[Task brief]: Express every line of the listing below as a JSON list of strings, one string per line, with blank lines omitted. Leave the pictures out of the answer.

--- Start Entries supplied ---

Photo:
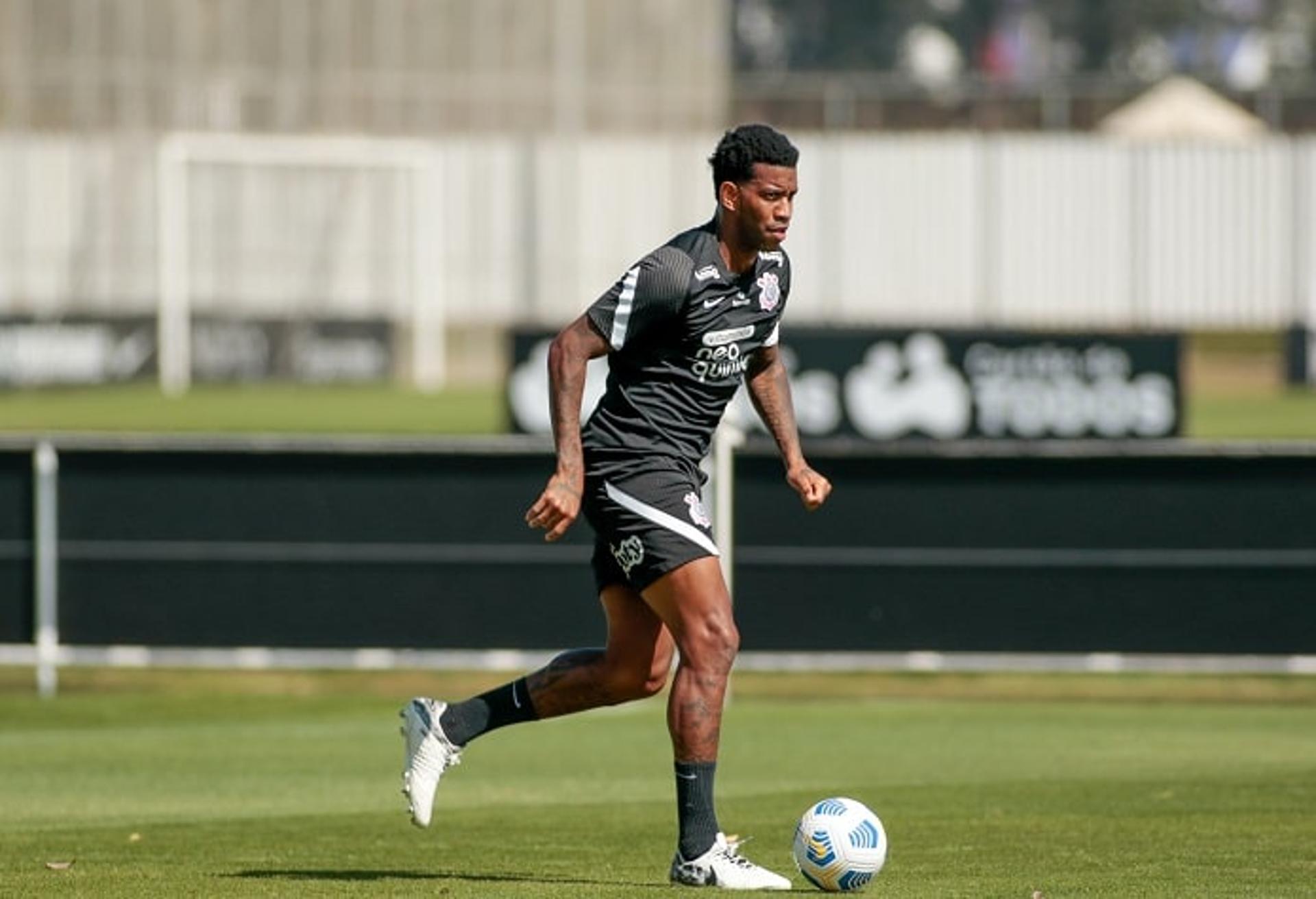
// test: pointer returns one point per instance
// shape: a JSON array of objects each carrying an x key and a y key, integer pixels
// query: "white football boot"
[
  {"x": 723, "y": 866},
  {"x": 429, "y": 753}
]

--- End Entries supplied ---

[Expected answer]:
[
  "Photo:",
  "// test: pointer returns one point per instance",
  "// shape: a JSON array of objects each carrying an x key and a y key, integer pixels",
  "// query: \"white football boot\"",
  "[",
  "  {\"x\": 723, \"y\": 866},",
  "  {\"x\": 429, \"y\": 753}",
  "]"
]